Exercise details: Retype all of the lines below with no changes.

Dataset:

= = = = =

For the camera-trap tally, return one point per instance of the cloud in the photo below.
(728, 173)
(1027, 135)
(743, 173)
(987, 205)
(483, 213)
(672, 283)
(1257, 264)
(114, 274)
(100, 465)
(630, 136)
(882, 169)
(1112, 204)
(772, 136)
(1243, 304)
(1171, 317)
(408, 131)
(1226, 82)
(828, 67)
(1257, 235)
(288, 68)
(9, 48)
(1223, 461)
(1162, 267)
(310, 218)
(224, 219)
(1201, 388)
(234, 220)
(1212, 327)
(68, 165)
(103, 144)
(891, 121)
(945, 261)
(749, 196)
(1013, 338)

= = = = =

Written solution:
For the camera-trap tally, return one point per instance of the cloud in the photo below.
(728, 173)
(1027, 135)
(743, 173)
(987, 205)
(483, 213)
(672, 283)
(1257, 264)
(114, 274)
(100, 465)
(630, 136)
(882, 169)
(1112, 204)
(772, 136)
(1243, 304)
(1171, 317)
(408, 131)
(1226, 82)
(828, 67)
(1257, 235)
(288, 68)
(9, 48)
(1223, 461)
(1162, 267)
(310, 218)
(224, 219)
(1201, 388)
(234, 220)
(1212, 327)
(68, 165)
(103, 144)
(891, 121)
(945, 261)
(749, 196)
(1013, 338)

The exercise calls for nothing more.